Weather Map Science Help

Weather Map Science Help

I need an A on this and need it quickly. Please look this over and make sure you can complete it. I had another except it and do it completly wrong. My teacher will not accept late work so neither will I. It has to be done by Friday 5/01/15 evening. Please dont commit if you cant do this. Please dont waste my time or yours. A few parts to this assignment please read.


  1. Draw isobars for every 4mb of pressure (988, 992, 996, etc.).
  2. Using the correct symbols, draw the positions of the warm and cold fronts.  
  3. Save the image for submission.

4 Assume that the system is moving 300 miles/day due east. Using the bar scale at the bottom of the map, forecast the weather for the following cities in a separate document. You might need an atlas for this part.

  1. Austin, TX
  • Bangor, ME
  • Columbia, SC
  • Denver, CO
  • Jacksonville, FL
  • Louisville, KY
  • Memphis, TN
  • New York, NY
  • Pittsburgh, PA


Starting with the map we are looking at weather data from around the country for one day.  Please make sure to read the interactive lecture in order to understand the symbols.  One important thing to notice is the short hand used for the atmospheric pressure – please pay close attention to that in the lecture.
I would start by printing out a copy of that map.  Hand write in all of the atmospheric pressures without the short hand (for example, for Seattle the symbol designates 032 as the pressure.  This would actually be 1003.2).  Once you have those written on your hard copy, then you are ready for the next step.

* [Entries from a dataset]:

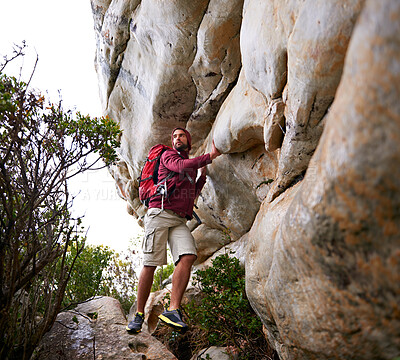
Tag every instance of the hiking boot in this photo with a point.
(136, 324)
(173, 318)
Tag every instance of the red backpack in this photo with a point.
(148, 179)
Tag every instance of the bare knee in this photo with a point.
(187, 260)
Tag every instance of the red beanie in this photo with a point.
(188, 136)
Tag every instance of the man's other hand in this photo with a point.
(214, 152)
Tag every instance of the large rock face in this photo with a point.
(96, 330)
(302, 97)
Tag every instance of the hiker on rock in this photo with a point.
(165, 222)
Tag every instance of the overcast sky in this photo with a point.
(61, 34)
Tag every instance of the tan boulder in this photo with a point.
(329, 288)
(96, 329)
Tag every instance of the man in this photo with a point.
(165, 222)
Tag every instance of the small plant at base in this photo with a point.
(224, 312)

* [GIVEN REQUEST 1]:
Duplicate the part of the weather map assignment that opens with the words containing "4 Assume that" and closes with "in the lecture.".
* [GIVEN REQUEST 2]:
Answer these questions using the weather map assignment:
(a) At what pressure interval should the isobars be drawn?
(b) How fast and in which direction is the system assumed to move?
(c) What pressure does the 032 symbol for Seattle actually stand for?
* [GIVEN REQUEST 3]:
Write the next part of the weather map assignment, starting after its last sentence.

* [EXERCISE ANSWER 1]:
4 Assume that the system is moving 300 miles/day due east. Using the bar scale at the bottom of the map, forecast the weather for the following cities in a separate document. You might need an atlas for this part.

  1. Austin, TX
  • Bangor, ME
  • Columbia, SC
  • Denver, CO
  • Jacksonville, FL
  • Louisville, KY
  • Memphis, TN
  • New York, NY
  • Pittsburgh, PA


Starting with the map we are looking at weather data from around the country for one day.  Please make sure to read the interactive lecture in order to understand the symbols.  One important thing to notice is the short hand used for the atmospheric pressure – please pay close attention to that in the lecture.

* [EXERCISE ANSWER 2]:
(a) Every 4mb
(b) 300 miles/day due east
(c) 1003.2

* [EXERCISE ANSWER 3]:
Question #1 in the assignment asks you to draw isobars for every 4 mb of pressure.  Need more information about what an isobar is?  Please read the information in this web link  Complete this on your hard copy until you are satisfied with the results.  Then complete the map on your computer using MS Paint or another online painting program.  
Question #2 asks you to draw the position of any warm and cold fronts on the map.  The link above also provides information about warm and cold fronts and the symbols used to draw them.  In general you are looking for patterns on the map where it seems like there is a sharp distinction between warm and cold temps.  For example, I see a strong temp difference between the weather stations in New Mexico and Colorado when compared to the weather stations in Oklahoma and Texas (consider that a huge hint!).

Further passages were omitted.